> What is needed
Output every line of the material exactly, omitting images.
= = = =
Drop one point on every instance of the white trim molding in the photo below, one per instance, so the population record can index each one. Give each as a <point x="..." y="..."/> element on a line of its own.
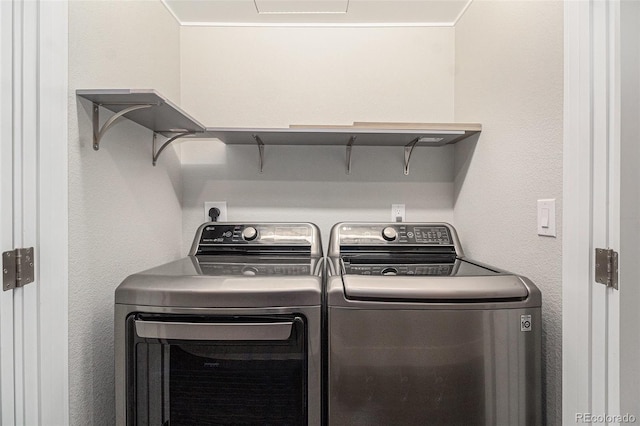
<point x="52" y="221"/>
<point x="591" y="205"/>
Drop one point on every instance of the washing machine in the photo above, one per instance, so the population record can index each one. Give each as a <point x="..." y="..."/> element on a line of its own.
<point x="420" y="335"/>
<point x="229" y="335"/>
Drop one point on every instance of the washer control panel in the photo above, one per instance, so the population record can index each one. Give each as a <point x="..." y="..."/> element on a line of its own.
<point x="444" y="269"/>
<point x="399" y="233"/>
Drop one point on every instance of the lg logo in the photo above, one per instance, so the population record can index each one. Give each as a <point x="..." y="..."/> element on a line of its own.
<point x="525" y="322"/>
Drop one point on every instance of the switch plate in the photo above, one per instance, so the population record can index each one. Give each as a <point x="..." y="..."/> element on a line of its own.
<point x="547" y="217"/>
<point x="221" y="205"/>
<point x="397" y="211"/>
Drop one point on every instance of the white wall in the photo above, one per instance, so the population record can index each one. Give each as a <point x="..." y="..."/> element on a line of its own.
<point x="630" y="210"/>
<point x="509" y="77"/>
<point x="124" y="214"/>
<point x="274" y="77"/>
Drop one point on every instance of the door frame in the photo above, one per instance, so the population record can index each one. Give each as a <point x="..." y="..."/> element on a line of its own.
<point x="34" y="356"/>
<point x="53" y="216"/>
<point x="591" y="217"/>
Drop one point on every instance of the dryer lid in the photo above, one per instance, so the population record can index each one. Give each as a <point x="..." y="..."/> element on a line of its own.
<point x="437" y="289"/>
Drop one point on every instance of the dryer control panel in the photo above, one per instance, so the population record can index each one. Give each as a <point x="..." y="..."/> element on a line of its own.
= = = =
> Written solution
Drop one point on every instance of the white trim molding in the photo below, one per instance, so the population record can index each one. Give each as a <point x="..." y="..."/> element on a line of its own.
<point x="52" y="221"/>
<point x="591" y="205"/>
Drop one point on every instance of the washing machine in the photo above, one per instance, so the population record can index each one. Give each as a <point x="..." y="..."/> element on a line of its own.
<point x="420" y="335"/>
<point x="229" y="335"/>
Drop one point on every instance of the washer control panel in the photo above, one per instance, so the population record can index each one. Give each as a <point x="..." y="..."/> element on a line of its own.
<point x="444" y="269"/>
<point x="399" y="233"/>
Drop one point on every instance of the lg logo in the photo above, one per instance, so the population record can index each one. Give each as a <point x="..." y="..."/> element on a line of its own.
<point x="525" y="322"/>
Drop one point on every instance of the switch plate in the photo above, one per instance, so the population record can index each one. Give each as a <point x="..." y="..."/> element on a line of its own.
<point x="547" y="217"/>
<point x="221" y="205"/>
<point x="397" y="211"/>
Drop one point on every instance of the white wall in the photo above, one per instance, so the population record can index each one. Give each as a <point x="..." y="..."/> element on a line of its own.
<point x="630" y="210"/>
<point x="509" y="77"/>
<point x="124" y="214"/>
<point x="274" y="77"/>
Drop one point on every instance of the door frame in the photo above, one per instance, so the population record can index each one. Give each as a <point x="..." y="..."/> element on a line of its own.
<point x="34" y="356"/>
<point x="53" y="216"/>
<point x="591" y="217"/>
Drop one point on every instance of the dryer lid in the photo above, one per instance, so the population record can index each one. Give each as a <point x="..." y="..."/> element on a line of its own.
<point x="437" y="289"/>
Drop one point on every instance of the dryer control panel in the photo above, one per instance, so the population record can index each one. Give each as a <point x="..." y="..."/> element on a line of its own.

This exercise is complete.